## Parts of the exercise
(1) In the LTV-FHE question, what reason does the poster give for believing the bit $b$ can be recovered easily from a ciphertext?
(2) Decide whether each statement agrees with the LTV-FHE question, answering yes or no for each and quoting the deciding words: (a) $f$ serves as the secret key. (b) $g$ alone is the public key. (c) $s$ and $e$ are chosen randomly.
(3) Write out the LTV-FHE question word for word from "In LTV-FHE, section" up to and including "to be encrypted.".

## Document excerpt
◆ ◆ ◆

# Why is this homomorphic encryption correct?

In LTV-FHE, section 3.3.2 Formal description, a ciphertext looks like this $c=hs+2e+b = (2g/f)s+2e+b$, where $h = 2g/f$ is the public key, $f$ is the secret key, $g, s$ and $e$ are chosen randomly, and $b$ is the bit to be encrypted.

Following the equation $c = (2g/f)s+2e+b$, the bit $b$ can be obtained easily performing a modulo 2 operation for a ciphertext.

What is the hardness that protects against this simple modulo reduction ?

◆ ◆ ◆

## Dataset records
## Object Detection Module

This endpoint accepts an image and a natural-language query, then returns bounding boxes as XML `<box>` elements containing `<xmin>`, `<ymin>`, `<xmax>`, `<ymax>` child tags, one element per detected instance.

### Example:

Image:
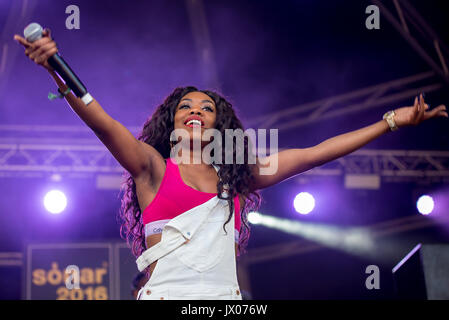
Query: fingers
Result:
<box><xmin>34</xmin><ymin>47</ymin><xmax>58</xmax><ymax>64</ymax></box>
<box><xmin>14</xmin><ymin>34</ymin><xmax>31</xmax><ymax>48</ymax></box>
<box><xmin>28</xmin><ymin>41</ymin><xmax>56</xmax><ymax>60</ymax></box>
<box><xmin>413</xmin><ymin>96</ymin><xmax>419</xmax><ymax>114</ymax></box>
<box><xmin>419</xmin><ymin>93</ymin><xmax>426</xmax><ymax>117</ymax></box>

◆ ◆ ◆

## Answers to the exercise
(1) The poster points to the equation $c = (2g/f)s+2e+b$. From that form, it seems that a modulo 2 operation on the ciphertext would yield the bit $b$.

(2)
(a) Yes: "$f$ is the secret key"
(b) No: "$h = 2g/f$ is the public key"
(c) Yes: "$g, s$ and $e$ are chosen randomly"

(3)
In LTV-FHE, section 3.3.2 Formal description, a ciphertext looks like this $c=hs+2e+b = (2g/f)s+2e+b$, where $h = 2g/f$ is the public key, $f$ is the secret key, $g, s$ and $e$ are chosen randomly, and $b$ is the bit to be encrypted.